- **STATED PROBLEM**
Pick out each line of the records below that contains the word "performer", and copy those lines.

## START

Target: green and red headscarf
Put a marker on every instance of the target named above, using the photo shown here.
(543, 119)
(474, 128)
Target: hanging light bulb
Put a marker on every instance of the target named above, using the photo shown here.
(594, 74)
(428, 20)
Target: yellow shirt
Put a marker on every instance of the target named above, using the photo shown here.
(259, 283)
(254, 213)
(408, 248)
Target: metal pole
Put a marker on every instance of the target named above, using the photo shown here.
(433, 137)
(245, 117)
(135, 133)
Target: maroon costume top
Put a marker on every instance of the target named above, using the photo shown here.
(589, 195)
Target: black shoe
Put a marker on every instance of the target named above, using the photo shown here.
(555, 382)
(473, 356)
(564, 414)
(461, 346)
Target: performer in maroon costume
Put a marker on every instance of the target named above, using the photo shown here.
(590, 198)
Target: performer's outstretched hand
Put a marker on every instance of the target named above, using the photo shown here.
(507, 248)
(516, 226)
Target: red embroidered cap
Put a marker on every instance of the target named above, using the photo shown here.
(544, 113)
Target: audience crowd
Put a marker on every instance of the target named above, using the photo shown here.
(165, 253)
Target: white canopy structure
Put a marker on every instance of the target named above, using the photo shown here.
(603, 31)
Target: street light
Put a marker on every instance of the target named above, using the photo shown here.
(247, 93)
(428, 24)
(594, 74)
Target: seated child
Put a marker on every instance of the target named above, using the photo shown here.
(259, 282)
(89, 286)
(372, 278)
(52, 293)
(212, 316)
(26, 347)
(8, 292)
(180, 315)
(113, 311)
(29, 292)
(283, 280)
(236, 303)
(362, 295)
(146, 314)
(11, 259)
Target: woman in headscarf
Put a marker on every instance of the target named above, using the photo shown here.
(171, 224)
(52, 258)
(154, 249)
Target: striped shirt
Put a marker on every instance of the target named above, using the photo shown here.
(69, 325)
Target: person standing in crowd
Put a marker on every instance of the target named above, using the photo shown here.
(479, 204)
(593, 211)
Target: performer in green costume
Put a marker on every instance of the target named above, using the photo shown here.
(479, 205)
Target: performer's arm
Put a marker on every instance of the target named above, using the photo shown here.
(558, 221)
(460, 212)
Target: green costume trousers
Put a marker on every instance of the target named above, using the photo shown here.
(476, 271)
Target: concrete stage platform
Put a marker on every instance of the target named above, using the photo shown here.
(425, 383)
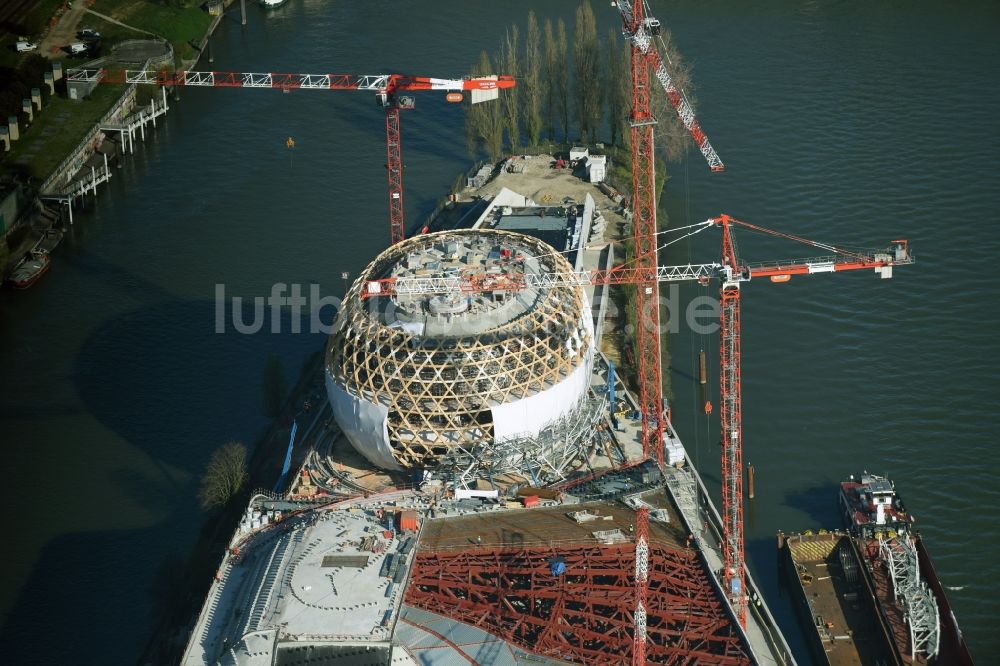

## END

- **THE RESULT**
Target: performer in maroon costume
Target: performer's outstretched hand
Target: performer in green costume
Target: performer's arm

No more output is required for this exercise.